SUPPLIED PASSAGE:
::::
The agreement hammered out with state and local governments and victims would provide billions of dollars to combat the opioid epidemic. The Sacklers would contribute up to $6 billion and give up ownership, and the company would emerge from bankruptcy as a different entity, with its profits used for treatment and prevention.

But the justices put the settlement on hold during the summer, in response to objections from the Biden administration. Arguments take place Monday.

The issue for the justices is whether the legal shield that bankruptcy provides can be extended to people such as the Sacklers, who have not declared bankruptcy themselves. Lower courts have issued conflicting decisions over that issue, which also has implications for other major product liability lawsuits settled through the bankruptcy system.

The U.S. Bankruptcy Trustee, an arm of the Justice Department, contends that the bankruptcy law does not permit protecting the Sackler family from being sued by people who are not part of the settlement. During the Trump administration, the government supported the settlement.

Proponents of the plan said third-party releases are sometimes necessary to forge an agreement, and federal law imposes no prohibition against them.

Lawyers for more than 60,000 victims who support the settlement called it “a watershed moment in the opioid crisis,” while recognizing that “no amount of money could fully compensate” victims for the damage caused by the misleading marketing of OxyContin.

A lawyer for a victim who opposes the settlement calls the provision dealing with the Sacklers “special protection for billionaires.”

OxyContin first hit the market in 1996, and Purdue Pharma’s aggressive marketing of the powerful prescription painkiller is often cited as a catalyst of the nationwide opioid epidemic, persuading doctors to prescribe painkillers with less regard for addiction dangers.

The drug and the Stamford, Connecticut-based company became synonymous with the crisis, even though the majority of pills being prescribed and used were generic drugs. Opioid-related overdose deaths have continued to climb, hitting 80,000 in recent years. Most of those are from fentanyl and other synthetic drugs.

The Purdue Pharma settlement would be among the largest reached by drug companies, wholesalers and pharmacies to resolve epidemic-related lawsuits filed by state, local and Native American tribal governments and others. Those settlements have totaled more than $50 billion.

But it would be one of only two so far that include direct payments to victims from a $750 million pool. Payouts are expected to range from about $3,500 to $48,000.

Sackler family members no longer are on the company’s board and they have not received payouts from it since before Purdue Pharma entered bankruptcy. In the decade before that, though, they were paid more than $10 billion, about half of which family members said went to pay taxes.

A decision in Harrington v. Purdue Pharma, 22-859, is expected by early summer.
::::
COLLECTED MATERIAL:
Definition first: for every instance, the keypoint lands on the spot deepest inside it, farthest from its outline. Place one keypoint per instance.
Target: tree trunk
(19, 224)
::::
ACTION ITEM: According to the Purdue Pharma passage, how much would the Sacklers contribute under the settlement? The listing is unrelated to the Purdue Pharma passage.

TASK OUTPUT: Up to $6 billion.